■ **Task to carry out**
Only an exact repetition of the entries counts as an answer.

■ **Materials provided**
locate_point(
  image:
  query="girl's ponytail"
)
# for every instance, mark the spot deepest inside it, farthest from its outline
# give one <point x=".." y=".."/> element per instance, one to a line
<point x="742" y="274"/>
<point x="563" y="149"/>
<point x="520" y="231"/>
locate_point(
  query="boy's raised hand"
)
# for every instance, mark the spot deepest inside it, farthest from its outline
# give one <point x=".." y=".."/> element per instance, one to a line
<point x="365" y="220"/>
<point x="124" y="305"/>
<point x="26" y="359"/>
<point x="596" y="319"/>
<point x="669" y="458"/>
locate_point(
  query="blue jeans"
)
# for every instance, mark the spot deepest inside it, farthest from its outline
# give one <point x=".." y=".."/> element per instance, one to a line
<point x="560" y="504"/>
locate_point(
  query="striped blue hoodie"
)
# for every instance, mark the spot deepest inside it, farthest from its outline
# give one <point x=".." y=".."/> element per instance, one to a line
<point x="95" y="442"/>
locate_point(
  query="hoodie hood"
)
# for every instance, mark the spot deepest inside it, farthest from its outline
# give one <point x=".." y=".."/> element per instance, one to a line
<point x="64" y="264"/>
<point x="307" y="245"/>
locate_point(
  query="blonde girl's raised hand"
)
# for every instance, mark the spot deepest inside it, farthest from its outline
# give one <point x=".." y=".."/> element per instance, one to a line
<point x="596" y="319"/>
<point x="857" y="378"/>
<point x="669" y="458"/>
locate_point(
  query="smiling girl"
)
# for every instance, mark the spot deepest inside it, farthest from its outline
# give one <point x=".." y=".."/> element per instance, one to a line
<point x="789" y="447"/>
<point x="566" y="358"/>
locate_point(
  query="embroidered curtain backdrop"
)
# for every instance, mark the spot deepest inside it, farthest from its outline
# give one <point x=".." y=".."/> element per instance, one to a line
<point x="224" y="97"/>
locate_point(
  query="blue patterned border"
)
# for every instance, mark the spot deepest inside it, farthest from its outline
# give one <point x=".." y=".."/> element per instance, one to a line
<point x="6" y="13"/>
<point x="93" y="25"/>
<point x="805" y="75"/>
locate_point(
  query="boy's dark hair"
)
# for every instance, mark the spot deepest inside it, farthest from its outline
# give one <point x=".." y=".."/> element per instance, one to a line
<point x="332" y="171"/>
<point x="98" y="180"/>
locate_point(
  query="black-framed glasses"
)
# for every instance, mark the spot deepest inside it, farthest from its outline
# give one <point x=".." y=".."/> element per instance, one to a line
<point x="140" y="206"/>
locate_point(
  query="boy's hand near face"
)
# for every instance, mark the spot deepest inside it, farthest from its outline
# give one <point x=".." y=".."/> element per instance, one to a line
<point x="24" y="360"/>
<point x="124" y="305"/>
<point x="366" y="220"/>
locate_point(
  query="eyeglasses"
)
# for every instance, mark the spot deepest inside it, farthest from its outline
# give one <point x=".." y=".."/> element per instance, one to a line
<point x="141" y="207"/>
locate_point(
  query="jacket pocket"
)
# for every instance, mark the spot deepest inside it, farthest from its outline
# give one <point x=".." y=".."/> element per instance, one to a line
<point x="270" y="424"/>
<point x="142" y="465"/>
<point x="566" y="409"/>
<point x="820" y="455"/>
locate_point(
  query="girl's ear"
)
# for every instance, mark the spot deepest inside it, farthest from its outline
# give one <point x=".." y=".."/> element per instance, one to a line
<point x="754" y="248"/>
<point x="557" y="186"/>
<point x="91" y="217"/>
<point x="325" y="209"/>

■ **Reply**
locate_point(
  image:
  query="girl's ponytail"
)
# for every instance, mark the spot deepest inside it, farthest from its outline
# give one <point x=".." y=".."/> element per instance, one to a line
<point x="742" y="274"/>
<point x="563" y="149"/>
<point x="520" y="231"/>
locate_point(
  query="boy's raised hand"
)
# for every instance, mark the spot deepest inside it, farthest from its outline
# give one <point x=".." y=".."/> element per instance, one to a line
<point x="365" y="220"/>
<point x="124" y="305"/>
<point x="26" y="359"/>
<point x="596" y="319"/>
<point x="669" y="458"/>
locate_point(
  query="blue jeans"
)
# for every instance, mark the spot deepest inside it, farthest from its outline
# give one <point x=".." y=".."/> element per instance, one to a line
<point x="560" y="504"/>
locate_point(
  query="striped blue hoodie"
)
# for every instance, mark the spot deepest inside it, farthest from its outline
# give one <point x=".." y=".."/> element per instance, one to a line
<point x="95" y="442"/>
locate_point(
  query="hoodie hood"
)
# for every instance, mark the spot deepest inside it, farthest from its outline
# give one <point x=".." y=".."/> element per instance, one to a line
<point x="64" y="264"/>
<point x="307" y="245"/>
locate_point(
  query="blonde girl's raised hand"
)
# for every instance, mark the spot deepest inside it, farthest from its outline
# give one <point x=".." y=".."/> element per instance, one to a line
<point x="596" y="319"/>
<point x="857" y="378"/>
<point x="669" y="458"/>
locate_point(
  query="smiling girl"
)
# for every instance, mark the spot deepest inside it, farthest from its outline
# give one <point x=".." y=".."/> element per instance, one to a line
<point x="789" y="447"/>
<point x="566" y="358"/>
locate_point(
  query="embroidered curtain backdrop"
)
# for every instance, mark the spot deepest inside it, farthest from its outline
# give one <point x=".." y=".."/> element per instance, one to a line
<point x="224" y="97"/>
locate_point(
  query="blue patterned border"
)
# for every instance, mark the spot deepest inside it, farthest from its outline
# give one <point x=".." y=".."/> element per instance, one to a line
<point x="6" y="13"/>
<point x="93" y="25"/>
<point x="805" y="75"/>
locate_point(
  query="boy's dark hair"
)
# for every instance, mark the spot deepest inside it, farthest from its outline
# give one <point x=".." y=".."/> element per instance, one to a line
<point x="332" y="171"/>
<point x="98" y="180"/>
locate_point(
  query="black-framed glasses"
)
# for every instance, mark the spot deepest inside it, farthest from its outline
# give one <point x=".." y=".."/> element per instance, one to a line
<point x="140" y="206"/>
locate_point(
  query="boy's hand near face"
)
# for every instance, mark the spot deepest inside it, farthest from its outline
# give one <point x=".." y=".."/> element per instance, one to a line
<point x="24" y="360"/>
<point x="124" y="305"/>
<point x="366" y="220"/>
locate_point(
  query="eyeglasses"
)
# for every instance, mark the spot deepest inside it, farthest from its outline
# give one <point x=".." y=".."/> element per instance, one to a line
<point x="141" y="207"/>
locate_point(
  query="jacket pocket"
)
# for every instance, mark the spot deepest inside it, farthest from its outline
# give one <point x=".." y=".."/> element per instance, one to a line
<point x="270" y="424"/>
<point x="142" y="465"/>
<point x="566" y="409"/>
<point x="820" y="455"/>
locate_point(
  query="girl's ear"
)
# for every instance, mark the spot deepest inside it, farthest from its outline
# give one <point x=".." y=".."/> element per instance, one to a line
<point x="754" y="248"/>
<point x="557" y="186"/>
<point x="91" y="217"/>
<point x="325" y="209"/>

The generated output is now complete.